_Extracted information_.
- Opening Delimiter -
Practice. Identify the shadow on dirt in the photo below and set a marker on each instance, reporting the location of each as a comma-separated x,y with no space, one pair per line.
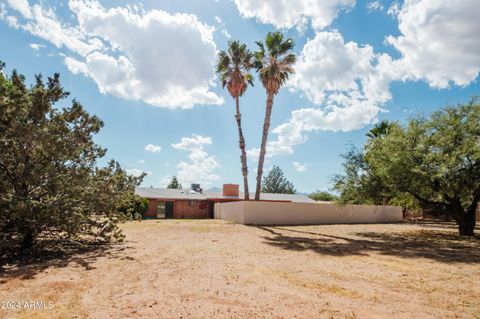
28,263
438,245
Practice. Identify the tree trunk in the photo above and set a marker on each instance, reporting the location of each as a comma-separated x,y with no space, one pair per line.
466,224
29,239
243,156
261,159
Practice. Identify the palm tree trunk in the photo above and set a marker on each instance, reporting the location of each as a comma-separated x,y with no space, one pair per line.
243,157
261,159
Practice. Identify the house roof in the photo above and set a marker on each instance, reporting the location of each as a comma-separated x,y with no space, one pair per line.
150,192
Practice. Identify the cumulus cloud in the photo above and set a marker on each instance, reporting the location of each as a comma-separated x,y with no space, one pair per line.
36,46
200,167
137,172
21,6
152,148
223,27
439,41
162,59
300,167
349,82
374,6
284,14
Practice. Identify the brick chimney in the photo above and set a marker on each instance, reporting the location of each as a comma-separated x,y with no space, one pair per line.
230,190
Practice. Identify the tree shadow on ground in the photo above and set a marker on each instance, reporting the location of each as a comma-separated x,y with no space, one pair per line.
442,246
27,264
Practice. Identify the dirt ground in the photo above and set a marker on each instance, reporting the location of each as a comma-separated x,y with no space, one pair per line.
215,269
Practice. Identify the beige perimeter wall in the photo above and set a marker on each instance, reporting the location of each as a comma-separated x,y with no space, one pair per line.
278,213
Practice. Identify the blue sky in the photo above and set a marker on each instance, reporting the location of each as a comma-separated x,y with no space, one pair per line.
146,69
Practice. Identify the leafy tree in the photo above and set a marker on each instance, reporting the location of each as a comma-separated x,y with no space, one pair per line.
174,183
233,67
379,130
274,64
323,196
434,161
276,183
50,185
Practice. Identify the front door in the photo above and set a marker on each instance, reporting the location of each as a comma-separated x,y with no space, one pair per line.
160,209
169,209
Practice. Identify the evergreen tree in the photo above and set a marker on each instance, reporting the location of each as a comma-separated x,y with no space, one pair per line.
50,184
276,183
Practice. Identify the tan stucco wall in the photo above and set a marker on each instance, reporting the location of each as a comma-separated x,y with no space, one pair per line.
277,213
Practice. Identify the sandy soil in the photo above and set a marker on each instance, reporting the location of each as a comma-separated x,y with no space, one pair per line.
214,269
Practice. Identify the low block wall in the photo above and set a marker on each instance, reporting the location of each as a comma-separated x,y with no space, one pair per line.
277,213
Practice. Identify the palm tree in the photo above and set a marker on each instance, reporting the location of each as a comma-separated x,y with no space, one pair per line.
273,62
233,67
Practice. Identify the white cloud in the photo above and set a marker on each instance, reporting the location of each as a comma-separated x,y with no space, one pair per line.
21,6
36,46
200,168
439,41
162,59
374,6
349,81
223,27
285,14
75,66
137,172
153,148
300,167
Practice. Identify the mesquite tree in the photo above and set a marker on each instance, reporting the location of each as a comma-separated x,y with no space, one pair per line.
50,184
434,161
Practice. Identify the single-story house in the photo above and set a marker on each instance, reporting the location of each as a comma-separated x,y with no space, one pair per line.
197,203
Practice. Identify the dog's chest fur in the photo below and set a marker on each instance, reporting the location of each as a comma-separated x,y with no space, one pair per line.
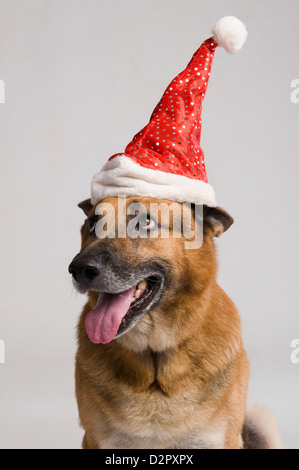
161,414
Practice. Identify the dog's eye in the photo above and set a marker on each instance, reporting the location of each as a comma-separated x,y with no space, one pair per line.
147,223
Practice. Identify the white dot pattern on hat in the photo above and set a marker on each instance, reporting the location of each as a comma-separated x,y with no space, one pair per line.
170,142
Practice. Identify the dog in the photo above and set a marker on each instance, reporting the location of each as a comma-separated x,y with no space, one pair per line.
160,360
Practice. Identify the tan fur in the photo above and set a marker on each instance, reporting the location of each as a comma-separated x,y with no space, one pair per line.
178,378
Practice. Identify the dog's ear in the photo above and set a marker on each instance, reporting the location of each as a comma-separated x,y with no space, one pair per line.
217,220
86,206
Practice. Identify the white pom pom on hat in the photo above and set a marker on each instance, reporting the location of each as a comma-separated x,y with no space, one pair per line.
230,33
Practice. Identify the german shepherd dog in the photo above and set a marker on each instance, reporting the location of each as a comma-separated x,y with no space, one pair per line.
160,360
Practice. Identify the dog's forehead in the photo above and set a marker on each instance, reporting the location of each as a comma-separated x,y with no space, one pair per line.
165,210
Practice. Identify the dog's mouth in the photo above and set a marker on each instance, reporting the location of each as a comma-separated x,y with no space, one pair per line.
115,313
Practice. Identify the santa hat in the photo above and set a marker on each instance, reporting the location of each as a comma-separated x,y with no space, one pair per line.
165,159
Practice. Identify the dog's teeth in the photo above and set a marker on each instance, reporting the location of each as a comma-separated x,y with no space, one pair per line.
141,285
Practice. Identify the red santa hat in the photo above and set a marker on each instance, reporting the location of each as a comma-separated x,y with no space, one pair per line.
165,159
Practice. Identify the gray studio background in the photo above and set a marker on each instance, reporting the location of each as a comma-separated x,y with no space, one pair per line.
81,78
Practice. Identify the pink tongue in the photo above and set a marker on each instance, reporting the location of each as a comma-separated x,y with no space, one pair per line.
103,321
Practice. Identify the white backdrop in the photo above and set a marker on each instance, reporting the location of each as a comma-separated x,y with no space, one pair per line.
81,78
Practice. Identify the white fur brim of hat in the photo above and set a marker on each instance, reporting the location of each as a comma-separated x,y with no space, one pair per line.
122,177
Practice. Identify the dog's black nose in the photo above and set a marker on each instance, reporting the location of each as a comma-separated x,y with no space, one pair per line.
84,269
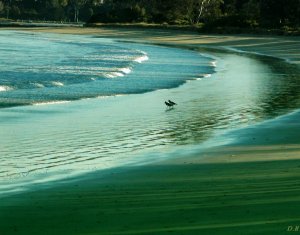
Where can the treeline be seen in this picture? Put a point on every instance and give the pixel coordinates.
- Closing Delimiter -
_Your task_.
The copy you write must hold every record verbatim and none of the pictures.

_Exercise result_.
Practice. Identify the shadow on dirt in the photo below and set a marker on each instance, reporting the location of each as a comma-separated x,y with no space, one pair per line.
28,263
438,245
Practice. Identify the tree trunk in the photo above and set a marker on each instance, reporting the location of each as a comma-separated x,y with no space, one pair per line.
466,224
29,239
243,156
261,159
Practice. Identify the palm tree trunk in the photo above and set a marker on each instance, reporting the location of each as a comma-separated x,y with no space, one pair per line.
243,157
261,159
Practice. Identify the house roof in the photo above and set a marker on each instance, reporting the location of each as a comma-separated x,y with no space, one pair per line.
150,192
Practice. Identify the cumulus cloud in the photo above and set a marker on each instance, reporting the location of each as a comma-separated x,y with no space, one pair per line.
36,46
200,167
137,172
21,6
152,148
223,27
439,41
162,59
300,167
349,82
374,6
284,14
Practice. Identify the brick chimney in the photo above and set a marker on each instance, reporting the location of each as a comma-separated x,y with no space, one pair per line.
230,190
Practice. Identify the tree shadow on ground in the photo above and set a marker on each instance, reporting the location of each as a comma-separated x,y with no space, one pair per line.
442,246
27,264
Practice. Identify the dirt ground in the photo above and set a marker on each instance, reporting the location of each as a comma-separated x,y with no space, one pair per line.
215,269
Practice. Identify the beige perimeter wall in the photo above and set a marker on each instance, reporting the location of each as a comma-separated x,y with no space, one pair per line.
278,213
Practice. Identify the blue sky in the photo above and set a marker on each instance, reporting the location of each as a comma-separated x,y with no space, one pair per line.
146,69
Practice. Identify the leafy tree in the photo above and set a marker on each instance, reporting the location of each as a comma-separated x,y with no space, one pair per line.
174,183
233,67
379,130
274,64
323,196
434,161
276,183
50,185
Practice. Identify the front door in the photo above and set a marker on each instance, reporting the location of each as a comma-separated x,y with no space, one pair per line.
160,209
169,209
Practice. Identify the evergreen tree in the photo above and set a marker on each instance, reporting the location of each as a comma-separated x,y with no space, one pair per line.
50,184
276,183
Practice. Identify the tan stucco wall in the photo above and set a marker on each instance, reporting the location of each as a comma-separated x,y with no space, one pair per line.
277,213
Practice. Identify the sandy soil in the photo above and set a marker on each instance, reporting the location of each as a comma-separated x,y with no space, one pair per line.
214,269
Practice. Identify the low block wall in the photo above and set a marker on each instance, reporting the location of each as a comma-separated x,y with no space, one pair per line.
277,213
Practice. Identify the palm tree in the photo above and set a marker on each instance, reporting the location of each as a comma-separated x,y with no space, one pair per line.
273,62
233,67
Practice. Identify the white cloud in the photo above and set a marker on each instance, reporting the location of each as a comma-separated x,y with no space, one pair per line.
21,6
36,46
200,168
439,41
162,59
374,6
349,81
223,27
285,14
75,66
137,172
153,148
300,167
Practice. Identify the mesquite tree in the photo above and set a marker on each instance, reporting the location of each as a comma-separated x,y with no space, one pair per line.
50,184
434,161
Practice. Identify the single-story house in the photo above and set a marker on each instance, reporting the location of each as a comma-separated x,y with no space, one pair per line.
197,203
Practice. Identify the dog's chest fur in the photo below and set a marker on each instance, reporting the location of each as a comma-separated x,y with no space, one pair per line.
161,414
Practice. Identify the dog's eye in the photo above and set a marker on each instance, reporting the location of each as a comma-separated x,y with no space, one pair per line.
147,223
Practice. Identify the white dot pattern on hat in the photo above and set a marker on each instance, reporting the location of each as a comma-separated x,y with no space, one pair per line.
170,142
Practice. Identify the dog in the photo above and set a marker on each instance, reporting the location of each as a comma-separated x,y with no space, one pair per line.
160,360
Practice. Identify the tan fur in the photo above and set a marker on each instance, reporting the location of each as a comma-separated x,y with no space, one pair per line.
178,378
Practice. Identify the dog's ear in the photo above and set a marker on each instance, reporting the location of each as a comma-separated x,y with no space, one pair per line.
217,220
86,206
Practice. Identify the white pom pom on hat in the photo above and set a marker on each instance, reporting the location of each as a comma-separated x,y with no space, one pair per line.
230,33
Practice. Identify the german shepherd dog in the photo above and set a marker on each instance, reporting the location of each as a comma-separated x,y with no space, one pair per line.
160,360
Practice. Identify the dog's forehead in the photo above and set a marker on each instance, reporting the location of each as a comma-separated x,y with no space, one pair per line.
165,210
Practice. Identify the dog's mouth in the photo above and set a marker on each instance, reporting the location of each as a comma-separated x,y with no space, one pair per line.
115,313
Practice. Identify the santa hat in the photo above and set a marker on each instance, reporting the location of each as a comma-separated x,y with no space, one pair per line.
165,159
Practice. Identify the dog's teeth in the photo above and set a marker on each instance, reporting the location of each as a comma-separated x,y with no space, one pair per line.
141,285
Practice. Identify the red santa hat in the photo above and set a marker on each instance, reporting the location of each as a comma-separated x,y with no space, one pair per line.
165,159
Practice. Identify the gray studio background in the photo above and set a marker on each instance, reporting the location of each as a comma-separated x,y with no space, one pair per line.
81,78
Practice. Identify the pink tongue in the photo above and set a marker on each instance, reporting the location of each as a comma-separated x,y with no space, one pair per line.
103,321
Practice. Identify the white backdrop in the photo above and set a marker on each instance, reporting the location of each as a comma-separated x,y with no space, one pair per line.
81,78
Practice. Identify the white fur brim of hat in the photo above and set a marker on each instance, reporting the location of each as a comma-separated x,y with no space, one pair per line.
122,177
Practice. Identify the dog's black nose in the photo above and set a marker on each instance, reporting the location of each as a comma-separated x,y with no space, one pair per line.
84,269
Where can the treeline be seen in this picture? Put a point on every instance and give the pixel coordinates.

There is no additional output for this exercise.